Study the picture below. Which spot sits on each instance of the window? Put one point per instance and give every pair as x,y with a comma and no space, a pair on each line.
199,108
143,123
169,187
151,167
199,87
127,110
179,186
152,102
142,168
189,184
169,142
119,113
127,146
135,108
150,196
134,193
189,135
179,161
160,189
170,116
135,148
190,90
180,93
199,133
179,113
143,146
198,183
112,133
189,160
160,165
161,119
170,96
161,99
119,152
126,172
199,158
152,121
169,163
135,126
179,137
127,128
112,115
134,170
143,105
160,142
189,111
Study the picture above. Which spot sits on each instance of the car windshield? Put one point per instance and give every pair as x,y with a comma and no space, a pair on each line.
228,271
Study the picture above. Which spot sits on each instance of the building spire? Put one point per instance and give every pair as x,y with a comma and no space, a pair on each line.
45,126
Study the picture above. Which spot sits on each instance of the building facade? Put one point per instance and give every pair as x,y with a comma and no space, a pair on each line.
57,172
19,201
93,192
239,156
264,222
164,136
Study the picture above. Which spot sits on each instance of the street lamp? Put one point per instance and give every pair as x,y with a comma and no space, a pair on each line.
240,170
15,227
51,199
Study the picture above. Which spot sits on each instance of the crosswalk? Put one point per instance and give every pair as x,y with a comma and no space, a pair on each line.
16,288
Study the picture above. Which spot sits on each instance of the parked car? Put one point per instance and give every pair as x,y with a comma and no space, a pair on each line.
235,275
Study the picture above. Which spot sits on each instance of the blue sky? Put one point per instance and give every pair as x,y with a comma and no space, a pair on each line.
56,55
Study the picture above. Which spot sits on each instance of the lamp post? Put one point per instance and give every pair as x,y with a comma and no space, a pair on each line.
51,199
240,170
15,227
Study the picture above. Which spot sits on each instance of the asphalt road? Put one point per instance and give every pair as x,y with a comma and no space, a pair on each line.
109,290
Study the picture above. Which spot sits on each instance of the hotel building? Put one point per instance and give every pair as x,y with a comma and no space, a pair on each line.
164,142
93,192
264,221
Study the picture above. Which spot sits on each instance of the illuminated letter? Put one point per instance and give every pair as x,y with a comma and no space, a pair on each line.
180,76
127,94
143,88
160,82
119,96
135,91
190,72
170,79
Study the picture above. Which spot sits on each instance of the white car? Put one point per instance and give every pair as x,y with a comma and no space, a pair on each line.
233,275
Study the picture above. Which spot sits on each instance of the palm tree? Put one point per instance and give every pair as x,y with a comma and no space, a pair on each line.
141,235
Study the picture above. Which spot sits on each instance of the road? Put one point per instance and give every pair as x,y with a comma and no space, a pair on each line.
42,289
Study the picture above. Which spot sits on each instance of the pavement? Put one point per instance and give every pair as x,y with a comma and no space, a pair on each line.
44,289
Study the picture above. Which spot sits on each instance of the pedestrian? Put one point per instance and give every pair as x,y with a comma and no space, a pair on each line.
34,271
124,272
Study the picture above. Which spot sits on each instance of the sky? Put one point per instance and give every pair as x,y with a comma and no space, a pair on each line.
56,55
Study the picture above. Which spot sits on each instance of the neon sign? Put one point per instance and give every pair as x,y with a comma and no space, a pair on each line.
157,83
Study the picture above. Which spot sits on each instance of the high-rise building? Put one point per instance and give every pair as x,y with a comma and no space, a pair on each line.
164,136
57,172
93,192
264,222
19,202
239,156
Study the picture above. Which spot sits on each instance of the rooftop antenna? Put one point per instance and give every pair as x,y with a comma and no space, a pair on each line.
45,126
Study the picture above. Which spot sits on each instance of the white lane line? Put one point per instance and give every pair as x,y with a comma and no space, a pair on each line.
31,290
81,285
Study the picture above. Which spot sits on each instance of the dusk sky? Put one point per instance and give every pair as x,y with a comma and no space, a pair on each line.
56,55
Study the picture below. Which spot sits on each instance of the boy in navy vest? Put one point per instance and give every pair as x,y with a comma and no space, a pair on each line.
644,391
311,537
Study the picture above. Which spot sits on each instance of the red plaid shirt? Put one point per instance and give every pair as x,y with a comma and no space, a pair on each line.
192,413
________
Your task is to repeat every entry exactly.

ANSWER FOR THE TASK:
Study the picture below. Which spot sits on each instance of the window? Put one point per instance and give every pair as x,y with a comma and no space, a pair on each line.
199,108
143,123
169,187
151,167
199,87
127,110
179,186
152,102
142,168
189,184
169,142
119,113
127,146
135,108
150,196
134,193
189,135
179,161
160,189
170,116
135,148
190,90
180,93
199,133
179,113
143,146
198,183
112,133
189,160
160,165
161,119
170,96
161,99
119,152
126,172
199,158
152,121
169,163
135,126
179,137
127,128
112,115
134,170
143,105
160,142
189,111
Study the picture above. Which spot sits on each instance of the car windshield? Put one point per instance and give every pair as x,y with a comma and no space, a pair on each line.
228,271
Study the picture above. Which spot sits on each instance of the building spire? Put one point per instance and give every pair as x,y with a comma and no space, a pair on each line.
45,126
Study the picture above. Which spot sits on each instance of the building facade? Put one point per instance and give every pair as x,y with a comma and no space, a pair on each line.
57,172
19,201
93,192
239,156
264,222
164,136
Study the picture above. Which spot sits on each instance of the street lamp? Put one point per instance and give every pair as x,y with a comma and no space, a pair on each line.
240,170
15,227
51,199
Study the picture above. Which spot sits on each instance of the crosswalk? Put one point per instance and give every pair as x,y with a comma and no space, a pair on each line.
16,288
Study the picture above. Which spot sits on each instance of the parked car? Put one point per instance and give every pair as x,y with a comma and no space, a pair on each line.
235,275
Study the picture above. Which spot sits on each instance of the blue sky? Put one point per instance and give every pair as x,y with a comma and no space, a pair on each line.
56,55
Study the picture above. Which spot sits on each instance of the lamp post? Put one point per instance and give every pair as x,y with a comma and no space, a pair on each line.
51,199
240,170
15,227
Study the picture above. Which spot sits on each instance of the asphalt road? Put one point per instance and give every pair as x,y with a comma and no space, a pair on each line.
109,290
Study the picture above. Which spot sits on each instance of the hotel building? Put one point per instance and give every pair as x,y with a comma and no space, a pair on each line.
164,142
93,192
264,221
Study the picture above. Which spot sits on each instance of the illuminated letter? Put one point per instance and give every pair as x,y with a comma and no space, a pair on each line.
180,76
127,94
143,88
160,82
119,96
135,91
190,72
170,79
Study the picture above. Which spot sits on each instance of the white car? Put one point per instance and give every pair as x,y with a comma and no space, a pair on each line.
233,275
Study the picture above. Which spot sits on each instance of the palm tree? Put one point per instance and give every pair as x,y with a comma and no space, a pair on each line.
141,235
Study the picture above. Which spot sits on each instance of the road? Put one point per instance and give every pair as x,y with a comma and no space, a pair on each line.
42,289
Study the picture above. Which spot sits on each instance of the pavement? Put one point per instance and give every pair as x,y with a comma and no space, a pair on each line.
44,289
Study the picture above. Which spot sits on each instance of the pedestrian? Put one point per instance and give every pair as x,y with a comma and no space, a pair on each line.
34,271
124,272
Study the picture above. Which spot sits on each instance of the sky? Put one point per instance and give every pair as x,y with a comma and no space, a pair on each line.
56,55
Study the picture above. Which spot sits on each instance of the neon sign? Put one point per instance and give every pair as x,y with a comma and no space, a pair on each line.
157,83
Study the picture above. Which spot sits on each instance of the high-rise building? Put one point per instance and give every pair as x,y with a comma and no space, a pair on each line.
164,136
57,172
93,192
264,222
19,202
239,156
Study the picture above. Which spot sits on each instance of the rooftop antenna? Put one point per instance and give every pair as x,y with a comma and no space, a pair on each line.
45,126
Study the picture above. Which spot sits on each instance of the white lane line? Put one point per instance and give every pair as x,y with a comma and no space, a pair on each line.
31,290
81,285
Study the picture above. Which spot sits on each instance of the dusk sky? Put one point per instance and give every pair as x,y with a comma and no space, a pair on each line.
56,55
Study the picture below. Which spot sits on each instance of the boy in navy vest? Put one point per instance and give every pair as x,y with a comma and no space, a pair on each line.
644,391
311,537
Study the picture above. Which spot sits on each instance of the red plaid shirt? Put one point per instance and give every pair as x,y with a comma and no space, a pair on each line.
192,413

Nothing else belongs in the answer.